● Items from a dataset
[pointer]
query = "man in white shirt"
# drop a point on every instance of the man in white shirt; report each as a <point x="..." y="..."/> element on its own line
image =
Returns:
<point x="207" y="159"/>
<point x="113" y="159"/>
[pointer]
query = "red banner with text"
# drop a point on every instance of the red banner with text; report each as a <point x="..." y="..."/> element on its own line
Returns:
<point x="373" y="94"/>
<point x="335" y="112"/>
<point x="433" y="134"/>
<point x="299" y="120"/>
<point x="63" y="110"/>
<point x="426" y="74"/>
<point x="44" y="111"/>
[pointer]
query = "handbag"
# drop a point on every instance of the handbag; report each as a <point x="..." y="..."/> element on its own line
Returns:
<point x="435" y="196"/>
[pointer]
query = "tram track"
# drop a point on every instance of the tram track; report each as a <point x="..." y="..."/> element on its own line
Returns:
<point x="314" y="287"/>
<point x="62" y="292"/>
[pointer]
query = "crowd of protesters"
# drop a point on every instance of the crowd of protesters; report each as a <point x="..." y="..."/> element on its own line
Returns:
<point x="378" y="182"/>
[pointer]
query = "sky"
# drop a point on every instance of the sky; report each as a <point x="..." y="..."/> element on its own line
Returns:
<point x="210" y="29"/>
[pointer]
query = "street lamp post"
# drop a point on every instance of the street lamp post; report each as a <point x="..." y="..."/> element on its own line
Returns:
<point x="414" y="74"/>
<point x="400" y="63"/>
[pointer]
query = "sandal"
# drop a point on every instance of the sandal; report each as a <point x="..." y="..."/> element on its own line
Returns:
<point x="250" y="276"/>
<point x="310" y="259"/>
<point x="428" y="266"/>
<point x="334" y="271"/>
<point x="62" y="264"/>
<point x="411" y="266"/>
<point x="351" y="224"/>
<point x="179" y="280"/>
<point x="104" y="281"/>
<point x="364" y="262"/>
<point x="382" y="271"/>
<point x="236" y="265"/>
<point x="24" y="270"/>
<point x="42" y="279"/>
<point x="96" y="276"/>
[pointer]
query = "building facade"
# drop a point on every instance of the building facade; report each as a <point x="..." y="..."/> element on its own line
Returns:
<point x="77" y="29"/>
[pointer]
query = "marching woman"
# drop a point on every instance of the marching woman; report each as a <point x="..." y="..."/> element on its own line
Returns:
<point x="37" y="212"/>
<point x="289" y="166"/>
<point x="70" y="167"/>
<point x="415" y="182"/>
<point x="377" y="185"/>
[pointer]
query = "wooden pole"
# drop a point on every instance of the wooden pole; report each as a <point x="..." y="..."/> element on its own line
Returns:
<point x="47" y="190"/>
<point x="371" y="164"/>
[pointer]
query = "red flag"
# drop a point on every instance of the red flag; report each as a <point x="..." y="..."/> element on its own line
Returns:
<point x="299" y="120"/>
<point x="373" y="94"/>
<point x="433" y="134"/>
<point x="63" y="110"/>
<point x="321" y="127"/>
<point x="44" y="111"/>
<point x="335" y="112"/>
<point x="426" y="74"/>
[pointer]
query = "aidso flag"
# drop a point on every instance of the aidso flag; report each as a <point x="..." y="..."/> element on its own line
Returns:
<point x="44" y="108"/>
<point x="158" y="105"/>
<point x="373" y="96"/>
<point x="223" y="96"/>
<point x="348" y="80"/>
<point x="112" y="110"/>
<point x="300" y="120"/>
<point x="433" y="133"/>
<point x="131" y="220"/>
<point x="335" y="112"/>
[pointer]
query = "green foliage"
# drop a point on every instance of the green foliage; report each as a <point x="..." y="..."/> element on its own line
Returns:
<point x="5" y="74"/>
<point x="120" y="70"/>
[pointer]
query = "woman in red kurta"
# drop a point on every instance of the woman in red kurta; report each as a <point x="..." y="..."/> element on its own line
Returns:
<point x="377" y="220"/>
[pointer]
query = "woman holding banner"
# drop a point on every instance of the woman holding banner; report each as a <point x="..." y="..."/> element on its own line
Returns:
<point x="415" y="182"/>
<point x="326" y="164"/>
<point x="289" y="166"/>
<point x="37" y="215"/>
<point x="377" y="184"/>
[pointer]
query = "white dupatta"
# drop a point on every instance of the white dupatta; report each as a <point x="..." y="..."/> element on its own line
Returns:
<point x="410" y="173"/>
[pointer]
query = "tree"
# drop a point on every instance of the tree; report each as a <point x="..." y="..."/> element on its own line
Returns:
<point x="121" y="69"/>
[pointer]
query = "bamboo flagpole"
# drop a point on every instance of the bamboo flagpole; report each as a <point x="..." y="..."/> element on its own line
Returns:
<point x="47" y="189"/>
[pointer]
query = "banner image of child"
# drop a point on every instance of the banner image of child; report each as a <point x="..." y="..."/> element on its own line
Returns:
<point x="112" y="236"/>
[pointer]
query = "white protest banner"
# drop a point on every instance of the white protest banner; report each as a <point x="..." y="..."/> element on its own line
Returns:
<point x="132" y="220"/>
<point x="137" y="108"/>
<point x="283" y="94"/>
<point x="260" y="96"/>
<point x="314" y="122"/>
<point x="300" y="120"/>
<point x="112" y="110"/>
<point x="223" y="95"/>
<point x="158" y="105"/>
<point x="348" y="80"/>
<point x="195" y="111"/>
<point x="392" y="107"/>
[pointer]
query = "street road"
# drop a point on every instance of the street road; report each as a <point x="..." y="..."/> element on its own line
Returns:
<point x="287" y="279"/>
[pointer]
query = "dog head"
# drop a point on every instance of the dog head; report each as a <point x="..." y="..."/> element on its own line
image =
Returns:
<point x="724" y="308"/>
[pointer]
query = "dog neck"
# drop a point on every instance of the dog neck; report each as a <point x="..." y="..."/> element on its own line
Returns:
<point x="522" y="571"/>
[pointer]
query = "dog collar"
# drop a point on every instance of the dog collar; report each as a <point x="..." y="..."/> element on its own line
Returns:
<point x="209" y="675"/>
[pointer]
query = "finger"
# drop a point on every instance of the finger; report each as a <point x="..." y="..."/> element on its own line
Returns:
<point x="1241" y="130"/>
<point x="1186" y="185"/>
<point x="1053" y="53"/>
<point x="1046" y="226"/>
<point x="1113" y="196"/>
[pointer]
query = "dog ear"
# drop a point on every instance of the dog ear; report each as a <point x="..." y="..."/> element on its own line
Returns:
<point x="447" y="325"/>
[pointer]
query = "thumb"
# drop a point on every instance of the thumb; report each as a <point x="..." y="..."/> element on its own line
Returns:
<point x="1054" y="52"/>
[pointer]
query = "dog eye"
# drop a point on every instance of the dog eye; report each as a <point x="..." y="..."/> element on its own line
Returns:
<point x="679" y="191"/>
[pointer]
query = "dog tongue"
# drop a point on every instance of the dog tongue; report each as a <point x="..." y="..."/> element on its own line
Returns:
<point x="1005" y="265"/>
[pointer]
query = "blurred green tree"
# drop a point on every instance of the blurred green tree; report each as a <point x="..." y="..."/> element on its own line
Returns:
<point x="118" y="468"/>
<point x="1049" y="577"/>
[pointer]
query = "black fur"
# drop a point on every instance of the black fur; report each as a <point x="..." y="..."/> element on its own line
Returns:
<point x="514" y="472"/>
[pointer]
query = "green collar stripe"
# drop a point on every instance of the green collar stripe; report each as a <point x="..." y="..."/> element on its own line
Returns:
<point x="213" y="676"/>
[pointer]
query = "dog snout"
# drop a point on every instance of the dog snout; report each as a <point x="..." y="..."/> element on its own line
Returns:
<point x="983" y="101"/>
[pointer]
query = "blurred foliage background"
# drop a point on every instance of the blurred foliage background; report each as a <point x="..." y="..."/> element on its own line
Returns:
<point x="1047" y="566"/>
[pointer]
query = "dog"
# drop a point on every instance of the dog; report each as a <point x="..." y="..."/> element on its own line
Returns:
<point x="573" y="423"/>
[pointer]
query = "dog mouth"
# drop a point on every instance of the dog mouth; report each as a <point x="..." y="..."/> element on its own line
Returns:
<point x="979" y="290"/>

● Task description
Which lines in the items above contain the word "protesters"? Return each of those lines in full.

● Finished exercise
query = "crowd of protesters"
# drop a point on every instance of the crowd of protesters; report each as a <point x="..." y="..."/> element on its own line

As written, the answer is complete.